What to produce: Repeat every record exactly, but keep images out of the copy.

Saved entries
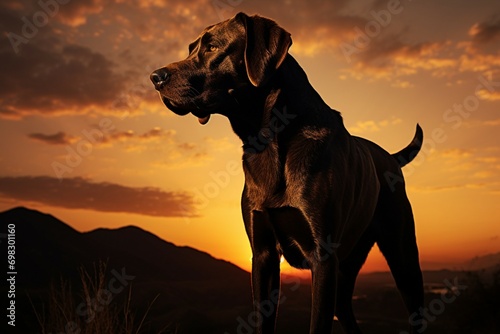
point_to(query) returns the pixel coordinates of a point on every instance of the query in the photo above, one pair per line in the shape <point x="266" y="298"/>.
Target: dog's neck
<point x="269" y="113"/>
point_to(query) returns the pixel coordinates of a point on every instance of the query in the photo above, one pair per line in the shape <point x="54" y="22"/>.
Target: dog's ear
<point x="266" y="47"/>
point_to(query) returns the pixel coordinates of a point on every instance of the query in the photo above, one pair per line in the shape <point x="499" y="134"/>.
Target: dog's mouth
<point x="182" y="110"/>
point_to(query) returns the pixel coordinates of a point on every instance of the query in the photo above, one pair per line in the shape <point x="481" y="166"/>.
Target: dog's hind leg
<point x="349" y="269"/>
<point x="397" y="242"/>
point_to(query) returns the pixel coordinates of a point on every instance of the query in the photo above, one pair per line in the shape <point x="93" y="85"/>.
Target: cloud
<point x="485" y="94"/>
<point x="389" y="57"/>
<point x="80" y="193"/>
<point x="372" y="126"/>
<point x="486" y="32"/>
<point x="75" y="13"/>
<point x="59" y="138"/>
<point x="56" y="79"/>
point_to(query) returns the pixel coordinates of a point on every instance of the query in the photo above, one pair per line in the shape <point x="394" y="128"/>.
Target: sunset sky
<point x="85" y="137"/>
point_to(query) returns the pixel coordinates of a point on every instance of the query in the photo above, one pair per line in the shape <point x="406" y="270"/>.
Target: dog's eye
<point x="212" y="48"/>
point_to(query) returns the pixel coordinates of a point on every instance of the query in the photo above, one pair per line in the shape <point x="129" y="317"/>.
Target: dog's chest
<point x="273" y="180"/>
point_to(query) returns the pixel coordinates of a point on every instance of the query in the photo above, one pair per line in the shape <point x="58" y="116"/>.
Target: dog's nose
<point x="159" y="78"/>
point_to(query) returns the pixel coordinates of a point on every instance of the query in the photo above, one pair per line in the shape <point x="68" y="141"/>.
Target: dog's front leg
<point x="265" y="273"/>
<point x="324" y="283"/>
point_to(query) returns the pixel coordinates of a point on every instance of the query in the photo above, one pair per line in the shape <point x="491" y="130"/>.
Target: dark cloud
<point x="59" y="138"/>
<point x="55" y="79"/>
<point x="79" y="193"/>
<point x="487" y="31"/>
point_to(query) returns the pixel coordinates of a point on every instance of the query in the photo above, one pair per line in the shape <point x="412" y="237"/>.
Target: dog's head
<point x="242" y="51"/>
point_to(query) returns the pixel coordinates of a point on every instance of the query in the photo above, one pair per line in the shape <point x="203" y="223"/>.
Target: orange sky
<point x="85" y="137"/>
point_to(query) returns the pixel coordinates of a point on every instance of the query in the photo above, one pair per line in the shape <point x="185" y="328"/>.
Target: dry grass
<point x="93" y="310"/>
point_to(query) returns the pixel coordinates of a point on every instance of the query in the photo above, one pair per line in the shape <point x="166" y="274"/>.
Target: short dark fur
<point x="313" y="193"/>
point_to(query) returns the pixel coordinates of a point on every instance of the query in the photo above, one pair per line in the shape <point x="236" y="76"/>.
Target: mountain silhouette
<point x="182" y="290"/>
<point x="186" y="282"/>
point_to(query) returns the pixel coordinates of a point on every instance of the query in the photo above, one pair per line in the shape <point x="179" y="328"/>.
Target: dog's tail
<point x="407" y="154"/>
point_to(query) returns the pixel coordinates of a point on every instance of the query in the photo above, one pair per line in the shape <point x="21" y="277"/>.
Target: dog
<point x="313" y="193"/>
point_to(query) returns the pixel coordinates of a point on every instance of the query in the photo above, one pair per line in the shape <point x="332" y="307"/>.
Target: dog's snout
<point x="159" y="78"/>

Solution:
point_to(query) returns the pixel coordinates of a point on every instance of the query in the photo above, one pair per line in the shape <point x="266" y="298"/>.
Target: dog's neck
<point x="269" y="113"/>
point_to(query) returns the pixel coordinates of a point on every instance of the query in the photo above, one pair per line in the shape <point x="54" y="22"/>.
Target: dog's ear
<point x="266" y="47"/>
point_to(query) returns the pixel coordinates of a point on every instance of the query in the photo above, one pair per line in the shape <point x="499" y="134"/>.
Target: dog's mouth
<point x="182" y="110"/>
point_to(query) returns the pixel coordinates of a point on every instance of the query in the photo above, one pair per line in the shape <point x="481" y="166"/>.
Target: dog's hind leg
<point x="349" y="269"/>
<point x="397" y="242"/>
point_to(query) returns the pixel coordinates of a point on every instance of the query in the photo above, one pair per line in the shape <point x="93" y="85"/>.
Target: cloud
<point x="485" y="94"/>
<point x="389" y="57"/>
<point x="80" y="193"/>
<point x="372" y="126"/>
<point x="486" y="32"/>
<point x="75" y="13"/>
<point x="59" y="138"/>
<point x="56" y="79"/>
point_to(query) returns the pixel coordinates of a point on every instance of the query in the photo above, one pair per line in the shape <point x="394" y="128"/>.
Target: sunset sky
<point x="85" y="137"/>
point_to(query) returns the pixel coordinates of a point on every instance of the query in the photo above, one pair per line in the shape <point x="406" y="270"/>.
Target: dog's eye
<point x="212" y="48"/>
point_to(query) returns the pixel coordinates of a point on every instance of the query in the photo above, one pair per line in the shape <point x="129" y="317"/>.
Target: dog's chest
<point x="273" y="180"/>
point_to(query) returns the pixel coordinates of a point on every instance of the query in the photo above, one pair per line in the shape <point x="58" y="116"/>.
Target: dog's nose
<point x="159" y="78"/>
point_to(query) returns the pixel coordinates of a point on every instance of the query in the photo above, one pair per line in the shape <point x="68" y="141"/>.
Target: dog's front leg
<point x="265" y="273"/>
<point x="324" y="283"/>
point_to(query) returns the pixel coordinates of a point on every instance of the query in the photo above, one pair per line in the shape <point x="491" y="130"/>.
Target: dark cloud
<point x="59" y="138"/>
<point x="55" y="79"/>
<point x="79" y="193"/>
<point x="487" y="31"/>
point_to(query) returns the pixel coordinates of a point on every instance of the query in the photo above, one pair per line in the shape <point x="412" y="237"/>.
Target: dog's head
<point x="242" y="51"/>
point_to(query) returns the pixel coordinates of a point on every instance of the query in the photo above, one pair per line in the shape <point x="203" y="223"/>.
Target: orange sky
<point x="85" y="137"/>
point_to(query) returns the pixel coordinates of a point on every instance of the query in the photo above, one pair per line in the shape <point x="185" y="328"/>.
Target: dry grass
<point x="93" y="310"/>
point_to(query) returns the pixel coordinates of a point on every instance of the query in the photo above, one pair per line in the shape <point x="166" y="274"/>.
Target: short dark fur
<point x="313" y="193"/>
point_to(query) returns the pixel coordinates of a point on every instance of the query in the photo above, one pair per line in the shape <point x="236" y="76"/>.
Target: mountain silhouette
<point x="182" y="290"/>
<point x="186" y="282"/>
point_to(query) returns the pixel coordinates of a point on every instance of the query in the photo above, one pair per line in the shape <point x="179" y="328"/>.
Target: dog's tail
<point x="407" y="154"/>
point_to(query) returns the pixel coordinates of a point on every instance of the query in the photo above, one pair per line in the shape <point x="21" y="277"/>.
Target: dog
<point x="313" y="193"/>
point_to(query) returns the pixel coordinates of a point on every instance of the query in the photo above, one pair per line in the shape <point x="332" y="307"/>.
Target: dog's snout
<point x="159" y="78"/>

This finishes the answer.